• _What you are asked to do_:
Pick out every line below that contains the word "wheel", matching case, and copy each one in full.

• _Provided information_:
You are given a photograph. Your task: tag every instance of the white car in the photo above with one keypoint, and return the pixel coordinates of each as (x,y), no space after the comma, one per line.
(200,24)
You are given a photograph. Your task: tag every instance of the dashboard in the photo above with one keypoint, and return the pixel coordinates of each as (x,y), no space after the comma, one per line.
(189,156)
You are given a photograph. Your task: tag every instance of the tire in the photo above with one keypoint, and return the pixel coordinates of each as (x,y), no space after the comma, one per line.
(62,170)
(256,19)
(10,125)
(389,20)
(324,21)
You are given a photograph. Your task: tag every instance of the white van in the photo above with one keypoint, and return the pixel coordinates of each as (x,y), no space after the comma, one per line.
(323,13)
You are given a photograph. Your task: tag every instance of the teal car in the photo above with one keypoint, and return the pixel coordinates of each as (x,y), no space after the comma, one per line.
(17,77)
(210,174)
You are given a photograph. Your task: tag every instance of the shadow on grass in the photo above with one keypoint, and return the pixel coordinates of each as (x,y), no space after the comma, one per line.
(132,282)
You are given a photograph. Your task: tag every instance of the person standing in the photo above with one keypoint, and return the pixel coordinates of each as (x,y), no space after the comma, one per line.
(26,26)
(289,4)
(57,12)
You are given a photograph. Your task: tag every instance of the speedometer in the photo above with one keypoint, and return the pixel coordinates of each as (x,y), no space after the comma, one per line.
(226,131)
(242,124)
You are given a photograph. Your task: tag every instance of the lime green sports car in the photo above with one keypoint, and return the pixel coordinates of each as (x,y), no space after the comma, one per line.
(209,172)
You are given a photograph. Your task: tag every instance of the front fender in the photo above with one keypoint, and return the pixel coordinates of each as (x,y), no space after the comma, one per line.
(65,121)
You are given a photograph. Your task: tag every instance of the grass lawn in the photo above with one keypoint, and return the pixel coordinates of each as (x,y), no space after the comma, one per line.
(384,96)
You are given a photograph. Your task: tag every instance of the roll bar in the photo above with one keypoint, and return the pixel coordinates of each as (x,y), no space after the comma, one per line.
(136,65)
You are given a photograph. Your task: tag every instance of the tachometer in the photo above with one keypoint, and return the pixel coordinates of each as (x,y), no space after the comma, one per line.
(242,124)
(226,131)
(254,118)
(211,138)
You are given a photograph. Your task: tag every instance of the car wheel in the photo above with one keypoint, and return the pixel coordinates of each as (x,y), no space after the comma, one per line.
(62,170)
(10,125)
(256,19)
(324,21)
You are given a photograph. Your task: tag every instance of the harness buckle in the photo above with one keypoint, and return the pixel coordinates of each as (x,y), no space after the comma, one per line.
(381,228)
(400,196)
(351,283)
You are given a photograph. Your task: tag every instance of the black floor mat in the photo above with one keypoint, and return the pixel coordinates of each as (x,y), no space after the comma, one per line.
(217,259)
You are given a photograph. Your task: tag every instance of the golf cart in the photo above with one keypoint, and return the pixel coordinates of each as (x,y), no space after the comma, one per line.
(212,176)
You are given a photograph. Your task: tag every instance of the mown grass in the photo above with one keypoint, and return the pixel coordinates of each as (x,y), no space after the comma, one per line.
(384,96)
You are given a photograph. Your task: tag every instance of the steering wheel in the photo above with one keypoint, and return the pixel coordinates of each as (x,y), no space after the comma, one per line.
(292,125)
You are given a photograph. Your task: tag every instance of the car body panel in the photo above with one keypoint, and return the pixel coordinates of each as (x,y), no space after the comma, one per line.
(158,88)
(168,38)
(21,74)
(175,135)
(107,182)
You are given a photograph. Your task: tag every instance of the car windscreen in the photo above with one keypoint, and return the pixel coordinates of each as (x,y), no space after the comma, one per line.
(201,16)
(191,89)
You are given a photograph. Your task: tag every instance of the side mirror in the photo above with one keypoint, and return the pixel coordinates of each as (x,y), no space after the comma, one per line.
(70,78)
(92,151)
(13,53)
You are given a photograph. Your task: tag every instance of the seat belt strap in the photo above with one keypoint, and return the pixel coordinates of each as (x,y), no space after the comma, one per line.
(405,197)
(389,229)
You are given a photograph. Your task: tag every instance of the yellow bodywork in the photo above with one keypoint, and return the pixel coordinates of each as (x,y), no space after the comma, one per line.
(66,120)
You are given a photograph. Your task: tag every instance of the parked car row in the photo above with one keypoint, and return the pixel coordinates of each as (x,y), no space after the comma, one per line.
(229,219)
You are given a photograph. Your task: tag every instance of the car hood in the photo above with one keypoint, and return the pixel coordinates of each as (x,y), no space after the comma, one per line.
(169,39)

---

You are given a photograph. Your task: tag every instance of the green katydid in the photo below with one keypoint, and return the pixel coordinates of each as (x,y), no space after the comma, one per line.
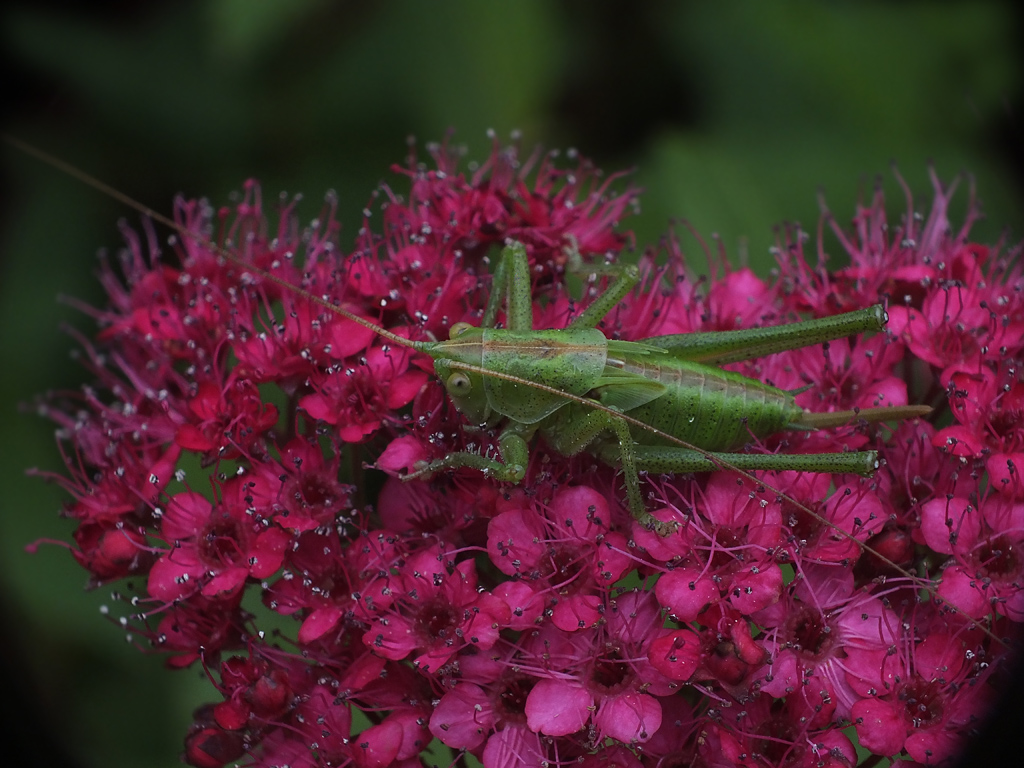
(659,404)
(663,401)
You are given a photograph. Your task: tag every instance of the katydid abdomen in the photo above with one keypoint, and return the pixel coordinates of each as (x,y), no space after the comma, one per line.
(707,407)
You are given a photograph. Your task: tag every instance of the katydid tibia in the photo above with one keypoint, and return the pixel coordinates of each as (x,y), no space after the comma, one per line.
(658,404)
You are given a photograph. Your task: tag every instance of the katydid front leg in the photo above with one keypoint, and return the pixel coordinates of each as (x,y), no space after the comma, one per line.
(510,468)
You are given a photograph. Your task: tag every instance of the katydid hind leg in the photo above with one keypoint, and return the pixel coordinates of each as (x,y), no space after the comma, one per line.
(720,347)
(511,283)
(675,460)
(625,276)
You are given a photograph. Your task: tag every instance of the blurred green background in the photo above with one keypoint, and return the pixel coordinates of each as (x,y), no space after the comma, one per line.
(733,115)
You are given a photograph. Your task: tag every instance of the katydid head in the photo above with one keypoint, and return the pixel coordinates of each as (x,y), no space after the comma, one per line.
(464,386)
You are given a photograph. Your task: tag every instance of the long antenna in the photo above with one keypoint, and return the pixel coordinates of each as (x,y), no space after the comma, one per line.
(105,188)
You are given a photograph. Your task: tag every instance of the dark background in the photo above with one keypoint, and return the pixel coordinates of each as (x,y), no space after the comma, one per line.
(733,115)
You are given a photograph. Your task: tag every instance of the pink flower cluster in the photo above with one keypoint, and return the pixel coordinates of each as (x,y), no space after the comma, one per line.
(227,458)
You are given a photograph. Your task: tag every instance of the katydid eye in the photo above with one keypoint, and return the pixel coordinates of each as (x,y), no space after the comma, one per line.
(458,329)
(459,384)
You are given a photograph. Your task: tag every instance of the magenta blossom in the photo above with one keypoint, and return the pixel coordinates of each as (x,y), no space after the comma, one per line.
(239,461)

• _Response_:
You are given a photograph. Your task: tag every instance of the car wheel in the photo above with one keypoint, and return the pixel coordinates of each as (x,y), no space after the comma, one per line.
You are given a photograph. Your task: tag every instance of the steering wheel in the photo above with one keypoint, and return the pixel coordinates of each as (x,y), no space after the comma, one per line.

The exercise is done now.